Your goal:
Report every line in the entries below that contains the string "clicks", matching case exactly.

───── Record extracts ─────

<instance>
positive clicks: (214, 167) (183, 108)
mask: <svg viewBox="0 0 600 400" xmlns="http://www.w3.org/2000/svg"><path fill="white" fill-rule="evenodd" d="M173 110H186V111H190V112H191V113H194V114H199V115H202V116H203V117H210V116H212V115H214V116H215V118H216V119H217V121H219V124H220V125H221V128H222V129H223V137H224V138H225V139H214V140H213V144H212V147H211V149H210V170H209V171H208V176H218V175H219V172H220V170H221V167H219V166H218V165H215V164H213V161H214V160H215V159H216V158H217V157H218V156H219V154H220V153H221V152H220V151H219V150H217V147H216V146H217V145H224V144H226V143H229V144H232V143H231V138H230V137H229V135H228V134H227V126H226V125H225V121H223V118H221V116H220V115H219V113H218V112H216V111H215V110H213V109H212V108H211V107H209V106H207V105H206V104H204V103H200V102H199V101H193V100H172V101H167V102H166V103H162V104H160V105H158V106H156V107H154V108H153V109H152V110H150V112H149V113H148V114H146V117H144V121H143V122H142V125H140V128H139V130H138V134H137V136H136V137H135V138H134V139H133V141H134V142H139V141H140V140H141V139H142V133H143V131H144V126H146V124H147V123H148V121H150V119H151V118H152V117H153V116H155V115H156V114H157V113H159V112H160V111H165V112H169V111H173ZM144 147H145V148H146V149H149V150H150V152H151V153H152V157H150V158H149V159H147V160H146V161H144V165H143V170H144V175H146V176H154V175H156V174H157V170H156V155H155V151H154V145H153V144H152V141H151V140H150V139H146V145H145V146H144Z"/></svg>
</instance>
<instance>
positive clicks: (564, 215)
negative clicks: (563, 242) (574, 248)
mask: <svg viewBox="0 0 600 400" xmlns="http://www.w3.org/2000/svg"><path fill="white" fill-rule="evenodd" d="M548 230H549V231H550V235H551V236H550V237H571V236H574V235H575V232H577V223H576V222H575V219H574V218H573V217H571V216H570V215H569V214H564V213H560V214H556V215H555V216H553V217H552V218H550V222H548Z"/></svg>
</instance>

─────

Task answer:
positive clicks: (214, 167) (183, 108)
positive clicks: (564, 215)
negative clicks: (563, 242) (574, 248)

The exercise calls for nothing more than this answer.